- _Given task_
Rewrite every entry below with "flow-rate tally" swapped for "shoreline survey" and nothing else changed, leaving out the pictures.
:: Extracted material ::
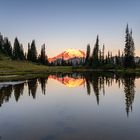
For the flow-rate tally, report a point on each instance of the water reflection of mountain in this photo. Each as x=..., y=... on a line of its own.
x=69, y=81
x=94, y=83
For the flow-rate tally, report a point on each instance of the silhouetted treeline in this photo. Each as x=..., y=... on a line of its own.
x=16, y=52
x=98, y=59
x=95, y=83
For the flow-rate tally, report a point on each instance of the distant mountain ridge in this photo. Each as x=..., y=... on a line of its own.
x=68, y=54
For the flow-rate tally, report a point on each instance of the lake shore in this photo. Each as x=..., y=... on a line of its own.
x=40, y=71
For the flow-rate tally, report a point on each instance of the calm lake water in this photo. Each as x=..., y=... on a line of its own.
x=71, y=107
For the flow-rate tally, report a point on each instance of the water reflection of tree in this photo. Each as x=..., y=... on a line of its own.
x=18, y=90
x=43, y=82
x=32, y=87
x=5, y=94
x=129, y=89
x=93, y=81
x=99, y=82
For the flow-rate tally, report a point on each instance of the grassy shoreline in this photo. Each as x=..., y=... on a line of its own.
x=17, y=70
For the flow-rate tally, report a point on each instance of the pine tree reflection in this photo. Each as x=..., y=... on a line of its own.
x=18, y=90
x=93, y=81
x=129, y=89
x=43, y=82
x=32, y=88
x=5, y=94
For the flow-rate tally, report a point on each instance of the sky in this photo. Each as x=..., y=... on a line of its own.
x=64, y=24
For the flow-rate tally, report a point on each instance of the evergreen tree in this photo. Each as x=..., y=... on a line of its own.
x=129, y=50
x=29, y=52
x=21, y=56
x=16, y=49
x=33, y=52
x=103, y=54
x=1, y=43
x=7, y=48
x=87, y=60
x=43, y=59
x=95, y=55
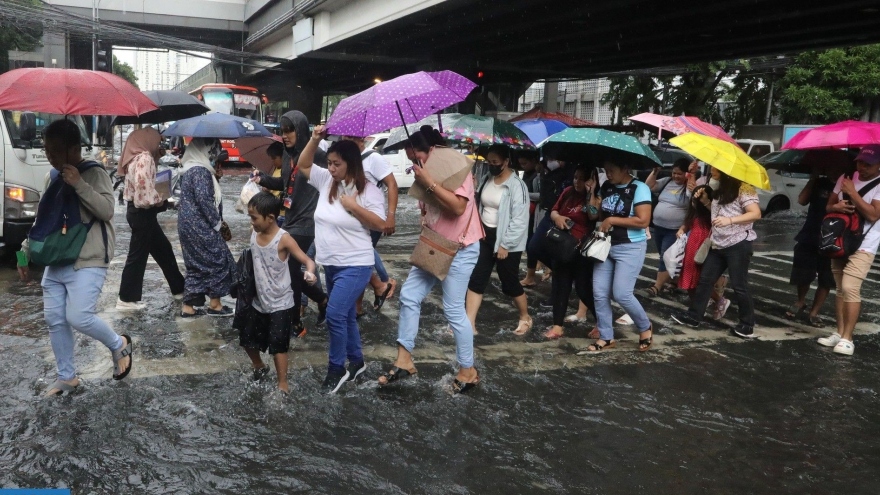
:::
- _Finished task_
For the shoreline survey, report a point on each instance of the water reflection of mountain in this photo. Each as x=..., y=... on a line of its own.
x=69, y=81
x=94, y=83
For the shoreline survey, report a point on each instance of the silhouetted treeline in this photo. Each as x=..., y=... on a line of its own.
x=16, y=52
x=98, y=59
x=95, y=83
For the shoreline survey, report a point on each instance of the distant mountain ridge in this photo. Each as x=..., y=... on a line of its own.
x=68, y=54
For the shoreline survey, report a point on each instance of the lake shore in this photo. Each as x=..., y=... on a line of its own.
x=40, y=71
For the shoreline survey, report a point on each instance of the calm lake water in this photo. Each as x=..., y=... on a line of its own.
x=71, y=107
For the shoreline survey, report a point on each instance of the water reflection of tree in this photo. Each as x=..., y=... on a line of its own.
x=18, y=90
x=43, y=82
x=32, y=87
x=5, y=94
x=129, y=89
x=93, y=81
x=99, y=82
For the shoreline survey, report a point on each instance of the grassy shoreline in this photo. Each as x=..., y=... on a line of its own.
x=17, y=70
For the shoreline survey, report a point on each instance of the pine tree reflection in this photo. Each as x=..., y=... on a line of its own.
x=18, y=90
x=93, y=81
x=129, y=89
x=43, y=82
x=32, y=88
x=5, y=94
For the shoreline survey, report a point on each instance of the sky in this photo. Each as x=..., y=... on a line of its own.
x=64, y=24
For the shoreline survey, report a point on each instance of the evergreen tree in this photo. Each as x=..., y=... on a line of its own.
x=129, y=50
x=29, y=52
x=21, y=56
x=16, y=49
x=33, y=52
x=103, y=54
x=1, y=43
x=7, y=48
x=87, y=60
x=43, y=59
x=95, y=55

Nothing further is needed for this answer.